Line by line, write out the material exactly.
□ □ □ □
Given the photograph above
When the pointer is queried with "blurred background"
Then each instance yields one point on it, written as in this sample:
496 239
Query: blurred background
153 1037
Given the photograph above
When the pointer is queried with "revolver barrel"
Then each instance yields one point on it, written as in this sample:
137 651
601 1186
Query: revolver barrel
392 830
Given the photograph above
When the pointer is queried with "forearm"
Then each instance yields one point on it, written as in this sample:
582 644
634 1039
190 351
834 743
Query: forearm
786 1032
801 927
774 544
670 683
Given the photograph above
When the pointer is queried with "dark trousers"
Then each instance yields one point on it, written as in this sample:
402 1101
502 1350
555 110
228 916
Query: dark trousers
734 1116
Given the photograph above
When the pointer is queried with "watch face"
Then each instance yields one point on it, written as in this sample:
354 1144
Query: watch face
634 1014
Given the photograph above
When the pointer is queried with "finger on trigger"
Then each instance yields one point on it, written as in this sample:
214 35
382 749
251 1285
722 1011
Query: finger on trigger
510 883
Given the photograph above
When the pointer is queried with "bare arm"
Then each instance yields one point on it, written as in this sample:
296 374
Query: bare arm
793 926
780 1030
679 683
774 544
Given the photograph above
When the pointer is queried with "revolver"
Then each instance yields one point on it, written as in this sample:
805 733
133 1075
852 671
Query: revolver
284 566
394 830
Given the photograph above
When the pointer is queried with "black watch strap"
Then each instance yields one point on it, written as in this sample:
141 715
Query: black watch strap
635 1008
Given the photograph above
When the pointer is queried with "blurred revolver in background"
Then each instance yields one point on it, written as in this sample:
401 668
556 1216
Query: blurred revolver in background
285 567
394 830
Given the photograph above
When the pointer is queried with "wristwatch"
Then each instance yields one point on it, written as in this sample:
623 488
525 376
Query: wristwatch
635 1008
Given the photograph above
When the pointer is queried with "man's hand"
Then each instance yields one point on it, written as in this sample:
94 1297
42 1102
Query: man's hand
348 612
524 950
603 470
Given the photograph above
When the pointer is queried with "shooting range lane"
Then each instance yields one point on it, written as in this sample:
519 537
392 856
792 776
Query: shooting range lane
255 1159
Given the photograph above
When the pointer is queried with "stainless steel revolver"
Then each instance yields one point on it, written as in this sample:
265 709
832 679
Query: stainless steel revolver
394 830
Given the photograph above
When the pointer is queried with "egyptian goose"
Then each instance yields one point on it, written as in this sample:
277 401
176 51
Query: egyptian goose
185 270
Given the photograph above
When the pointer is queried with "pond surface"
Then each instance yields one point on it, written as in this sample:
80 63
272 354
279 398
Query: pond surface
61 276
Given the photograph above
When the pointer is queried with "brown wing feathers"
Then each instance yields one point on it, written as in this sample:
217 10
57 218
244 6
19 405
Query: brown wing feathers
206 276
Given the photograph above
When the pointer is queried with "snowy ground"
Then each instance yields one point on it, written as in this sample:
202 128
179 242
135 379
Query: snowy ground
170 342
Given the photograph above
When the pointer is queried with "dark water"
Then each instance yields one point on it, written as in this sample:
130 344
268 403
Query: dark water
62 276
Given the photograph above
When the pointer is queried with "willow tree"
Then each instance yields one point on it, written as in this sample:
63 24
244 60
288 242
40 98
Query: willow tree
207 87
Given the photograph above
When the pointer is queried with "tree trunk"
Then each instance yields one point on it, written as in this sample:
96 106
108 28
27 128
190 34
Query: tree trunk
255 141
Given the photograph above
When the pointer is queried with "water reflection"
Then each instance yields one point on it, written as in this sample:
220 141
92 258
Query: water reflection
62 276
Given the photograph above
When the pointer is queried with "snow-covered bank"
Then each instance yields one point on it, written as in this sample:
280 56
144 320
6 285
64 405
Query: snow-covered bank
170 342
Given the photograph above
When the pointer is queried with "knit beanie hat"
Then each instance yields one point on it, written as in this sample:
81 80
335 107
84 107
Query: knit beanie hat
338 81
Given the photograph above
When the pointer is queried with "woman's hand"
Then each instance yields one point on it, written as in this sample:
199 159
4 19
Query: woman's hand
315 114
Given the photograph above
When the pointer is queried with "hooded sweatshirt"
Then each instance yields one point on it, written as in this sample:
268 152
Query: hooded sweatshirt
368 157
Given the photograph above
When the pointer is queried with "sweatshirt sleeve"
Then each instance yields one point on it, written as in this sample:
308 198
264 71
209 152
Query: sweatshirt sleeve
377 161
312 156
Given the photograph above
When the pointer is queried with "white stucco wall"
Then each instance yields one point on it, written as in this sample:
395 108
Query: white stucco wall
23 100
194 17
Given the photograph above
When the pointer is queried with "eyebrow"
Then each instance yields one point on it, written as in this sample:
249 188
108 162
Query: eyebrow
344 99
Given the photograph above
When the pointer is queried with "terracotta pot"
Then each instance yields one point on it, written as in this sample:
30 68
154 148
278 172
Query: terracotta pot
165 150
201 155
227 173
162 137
□ □ □ □
• Response to the exercise:
Given the photograph above
When the pointer is queried with "blurred background"
Then each instance yields one point on it, written as in this sample:
496 239
Query: blurred background
153 1037
Given the photograph above
When the pointer is queried with "revolver barrel"
Then each instance yields one point on it, written as in this sample:
137 651
601 1186
Query: revolver barrel
392 830
Given the photograph above
When the pointer is queried with "forearm"
Then each instance yields one point on it, written as in this sample:
582 644
634 1039
190 351
834 743
Query: forearm
786 1032
801 927
774 544
670 683
Given the photograph above
When the pointer is queried with "dark trousers"
Then each instance yields one point on it, written as in this sample:
402 1101
502 1350
555 110
228 916
Query: dark trousers
734 1116
Given the photograph above
When the pointer is queried with "watch face"
Then each instance yields one point on it, written as in this sample:
354 1144
Query: watch face
634 1014
Given the photograph above
When the pointer is queried with "finger on trigger"
Then each instance yields one point on it, written as in this sample:
214 35
382 749
251 1285
722 1011
Query: finger on trigger
510 883
Given the photograph above
When the pointer is queried with "bare arm"
Then each instance yields one point on it, written as in this sample:
296 374
Query: bare arm
793 926
780 1030
679 683
774 544
Given the photograph above
When the pointer is queried with "revolver"
Then each instance yields one point on it, written as in this sample:
805 733
133 1075
852 671
Query: revolver
284 566
394 830
Given the photograph above
When the pointer is queried with "black watch strap"
Then each instance yields one point on it, written as in this sample:
141 715
Query: black watch strap
635 1008
Given the photograph above
When the pointer is queried with "blurred revolver in background"
Then each instance yields one point on it, written as in this sample:
401 668
556 1216
Query: blurred revolver in background
285 567
394 830
Given the photograph above
When the pointer is queried with "wristwatch"
Then each instance yields one point on it, written as in this sample:
623 488
525 376
Query: wristwatch
635 1008
Given the photograph above
When the pointer is queried with "man's hand"
Then each instance yields one point on it, written as in this sample:
94 1297
42 1102
Query: man's hand
348 612
524 950
603 470
Given the photograph above
When the pointer is queried with "shooting range lane"
Then each instance yields one point on it, written as in this sample:
519 537
392 856
792 776
Query: shooting range lane
255 1159
Given the photograph above
When the pointer is queried with "stainless steel revolver"
Then each instance yields one point on it, written as in this sample:
265 709
832 679
Query: stainless steel revolver
394 830
Given the photograph above
When the pointer is queried with "egyptian goose"
Then each instance yields one point on it, written as in this sample:
277 401
176 51
Query: egyptian goose
185 270
Given the photograph above
When the pointer is queried with "pond surface"
Then each instance yields one point on it, written as in this sample:
80 63
272 354
279 398
Query: pond surface
61 276
Given the photograph above
When the pointer is queried with "brown wing feathers"
Then each instance yields one point on it, written as in this sample:
217 10
57 218
244 6
19 405
Query: brown wing feathers
206 276
Given the photograph above
When the pointer is queried with "snowy ground"
Then each instance yields one point on it, written as in this sample:
202 128
179 242
135 379
Query: snowy ground
170 342
Given the photograph above
When the pointer is queried with "dark water"
Then each instance yields one point on it, written as in this sample:
130 344
268 403
Query: dark water
62 276
Given the photograph above
When the pointer is queried with "willow tree"
Then each instance yields one point on it, written as in this sample:
63 24
244 60
288 242
40 98
Query: willow tree
207 87
Given the photograph above
When the pointer is queried with "tree trunk"
Then each instance yields one point on it, written as in this sample:
96 106
108 28
27 128
190 34
Query: tree trunk
255 141
Given the photograph above
When the pointer is queried with "water reflection"
Then each instance yields one point on it, written as in this sample:
220 141
92 258
Query: water reflection
62 276
Given the photograph above
When the pointer is queried with "snow-covered bank"
Then each instance yields one point on it, written as in this sample:
280 56
144 320
6 285
64 405
Query: snow-covered bank
170 342
Given the photograph above
When the pointer is queried with "knit beanie hat"
Then each instance yields one point on it, written as in this sample:
81 80
335 107
84 107
Query: knit beanie hat
338 81
Given the photograph above
When the pointer is queried with "woman's hand"
Then each instance yields one point on it, written as in this sample:
199 159
4 19
Query: woman's hand
315 114
Given the photograph above
When the pointer is queried with "hooded sweatshirt"
Then each instance yields one point on it, written as in this sample:
268 152
Query: hooded sweatshirt
368 157
Given the photograph above
When the pointer is queried with "sweatshirt sleeve"
Then each instance yields one point on it, written as in this sample:
308 198
264 71
209 152
Query: sweatshirt sleeve
377 161
312 156
Given the photograph above
When the pointer is queried with "white stucco wall"
Then each instance yields one point on it, written as in this sample:
395 108
Query: white stucco wall
23 100
194 17
Given the photograph above
When the pointer is queried with "eyebrow"
Then each instance yields one point on it, written as in this sample:
249 188
108 162
Query: eyebrow
344 99
Given the photograph above
When the pointer is queried with "terracotta pot"
Then each instance yields one point on it, written as in this sample:
30 68
154 148
278 172
Query: terracotta pot
165 150
201 155
227 173
162 137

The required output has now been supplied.